§ Activity: Give every entry again, exactly.

§ Records drawn from a dataset:
★ ★ ★ ★ ★ ★ ★
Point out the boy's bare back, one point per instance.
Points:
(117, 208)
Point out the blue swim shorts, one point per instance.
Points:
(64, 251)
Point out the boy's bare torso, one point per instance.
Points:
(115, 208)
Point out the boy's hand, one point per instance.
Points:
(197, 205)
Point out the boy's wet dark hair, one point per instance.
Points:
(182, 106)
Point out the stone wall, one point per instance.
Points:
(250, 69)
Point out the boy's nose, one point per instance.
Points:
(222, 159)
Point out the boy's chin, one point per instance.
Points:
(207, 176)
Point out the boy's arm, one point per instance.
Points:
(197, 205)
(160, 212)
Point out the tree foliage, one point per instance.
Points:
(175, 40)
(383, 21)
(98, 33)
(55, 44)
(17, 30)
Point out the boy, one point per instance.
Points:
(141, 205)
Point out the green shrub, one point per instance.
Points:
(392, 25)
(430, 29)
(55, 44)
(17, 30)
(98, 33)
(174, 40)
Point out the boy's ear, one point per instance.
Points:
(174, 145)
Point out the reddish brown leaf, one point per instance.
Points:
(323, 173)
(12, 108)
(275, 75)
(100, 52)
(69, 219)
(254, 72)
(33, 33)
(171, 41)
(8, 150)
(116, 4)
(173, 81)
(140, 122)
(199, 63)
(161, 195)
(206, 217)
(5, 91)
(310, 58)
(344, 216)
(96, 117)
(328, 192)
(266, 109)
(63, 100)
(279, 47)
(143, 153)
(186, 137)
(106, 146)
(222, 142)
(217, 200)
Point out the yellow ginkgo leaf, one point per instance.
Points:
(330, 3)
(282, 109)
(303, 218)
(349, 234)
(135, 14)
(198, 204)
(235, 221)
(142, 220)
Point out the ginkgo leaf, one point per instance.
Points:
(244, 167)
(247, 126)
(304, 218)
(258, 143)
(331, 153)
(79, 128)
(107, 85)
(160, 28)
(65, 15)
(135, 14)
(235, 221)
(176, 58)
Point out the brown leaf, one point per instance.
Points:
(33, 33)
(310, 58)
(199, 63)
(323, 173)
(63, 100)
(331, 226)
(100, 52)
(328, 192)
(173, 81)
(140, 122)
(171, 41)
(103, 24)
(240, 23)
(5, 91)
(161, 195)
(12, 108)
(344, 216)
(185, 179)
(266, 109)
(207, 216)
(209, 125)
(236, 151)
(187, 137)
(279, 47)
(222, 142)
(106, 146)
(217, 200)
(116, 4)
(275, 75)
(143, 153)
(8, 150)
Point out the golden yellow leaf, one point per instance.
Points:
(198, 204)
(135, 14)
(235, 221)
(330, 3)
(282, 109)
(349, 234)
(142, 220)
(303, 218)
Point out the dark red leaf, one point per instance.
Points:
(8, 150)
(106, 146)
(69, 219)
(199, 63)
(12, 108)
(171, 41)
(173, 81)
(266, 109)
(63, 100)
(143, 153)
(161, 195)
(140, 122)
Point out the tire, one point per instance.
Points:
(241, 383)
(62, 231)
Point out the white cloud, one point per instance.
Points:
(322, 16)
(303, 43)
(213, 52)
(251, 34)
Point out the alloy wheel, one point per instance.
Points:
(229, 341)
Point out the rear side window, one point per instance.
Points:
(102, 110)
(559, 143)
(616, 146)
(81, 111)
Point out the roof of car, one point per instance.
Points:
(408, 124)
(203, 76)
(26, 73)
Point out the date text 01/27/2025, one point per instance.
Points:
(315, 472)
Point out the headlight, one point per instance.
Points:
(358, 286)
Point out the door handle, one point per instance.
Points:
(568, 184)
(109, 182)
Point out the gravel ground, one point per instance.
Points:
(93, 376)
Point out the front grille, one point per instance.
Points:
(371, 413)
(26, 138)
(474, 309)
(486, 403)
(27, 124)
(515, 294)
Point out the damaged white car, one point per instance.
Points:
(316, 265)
★ ★ ★ ★ ★ ★ ★
§ Worked solution:
Point out the boy's bare back, one point per instance.
Points:
(117, 208)
Point out the blue swim shorts, one point per instance.
Points:
(64, 251)
Point out the boy's bare torso, one point per instance.
Points:
(115, 208)
Point out the boy's hand, one point per instance.
Points:
(197, 205)
Point out the boy's wet dark hair, one point per instance.
Points:
(182, 106)
Point out the stone wall, one point per instance.
Points:
(250, 69)
Point out the boy's nose, one point per instance.
Points:
(222, 159)
Point out the boy's chin, one point per instance.
Points:
(207, 176)
Point out the boy's arm, one point per instance.
Points:
(197, 205)
(160, 212)
Point out the tree foliage, one point per instance.
Points:
(175, 40)
(383, 21)
(98, 33)
(55, 44)
(17, 30)
Point out the boy, one point per instance.
Points:
(141, 205)
Point out the green shrub, one point per instance.
Points:
(392, 25)
(430, 29)
(55, 44)
(17, 30)
(98, 33)
(174, 40)
Point out the boy's ear, one point per instance.
Points:
(174, 145)
Point out the reddish brown leaf, one point per instance.
Points:
(323, 173)
(12, 108)
(275, 75)
(100, 52)
(69, 219)
(254, 72)
(33, 33)
(171, 41)
(8, 150)
(116, 4)
(173, 81)
(140, 122)
(199, 63)
(161, 195)
(206, 217)
(5, 91)
(310, 58)
(344, 216)
(96, 117)
(328, 192)
(266, 109)
(63, 100)
(279, 47)
(143, 153)
(186, 137)
(106, 146)
(222, 142)
(217, 200)
Point out the yellow ginkgo leaf, one point per instance.
Points:
(330, 3)
(282, 109)
(303, 218)
(349, 234)
(135, 14)
(198, 204)
(235, 221)
(142, 220)
Point out the ginkgo leaf, one point per instance.
Points:
(244, 167)
(247, 126)
(304, 218)
(258, 143)
(331, 153)
(79, 128)
(107, 85)
(160, 28)
(65, 15)
(135, 14)
(235, 221)
(176, 58)
Point out the brown leaf, one point per instance.
Points:
(33, 33)
(310, 58)
(199, 63)
(323, 173)
(63, 100)
(331, 226)
(100, 52)
(328, 192)
(173, 81)
(140, 122)
(171, 41)
(103, 24)
(240, 23)
(5, 91)
(161, 195)
(12, 108)
(344, 216)
(185, 179)
(266, 109)
(207, 216)
(209, 125)
(236, 151)
(187, 137)
(279, 47)
(222, 142)
(106, 146)
(217, 200)
(116, 4)
(275, 75)
(143, 153)
(8, 150)
Point out the golden yellow leaf, one point per instance.
Points:
(198, 204)
(135, 14)
(235, 221)
(330, 3)
(282, 109)
(349, 234)
(142, 220)
(303, 218)
Point out the dark red leaf, one point per instance.
Points:
(8, 150)
(106, 146)
(69, 219)
(199, 63)
(12, 108)
(171, 41)
(173, 81)
(266, 109)
(63, 100)
(143, 153)
(161, 195)
(140, 122)
Point out the tire, one point per instance.
Points:
(241, 383)
(62, 231)
Point out the white cloud, one point per instance.
Points:
(322, 16)
(303, 43)
(213, 52)
(251, 34)
Point out the alloy wheel, one point per instance.
Points:
(229, 341)
Point out the rear side window, one point per instance.
Points:
(102, 110)
(559, 143)
(616, 146)
(81, 111)
Point out the roof of car, one point per instance.
Points:
(408, 124)
(203, 76)
(26, 73)
Point out the date text 01/27/2025, one point per instance.
Points:
(315, 472)
Point out the headlight, one point per instance.
Points:
(358, 286)
Point out the door handle, one point per instance.
Points:
(568, 184)
(109, 182)
Point out the gravel ground, one point per instance.
Points:
(93, 376)
Point out the front grille, one point per instance.
Points:
(371, 413)
(26, 138)
(474, 309)
(486, 403)
(27, 124)
(515, 294)
Point out the damaged white car, one point per instance.
Points:
(316, 265)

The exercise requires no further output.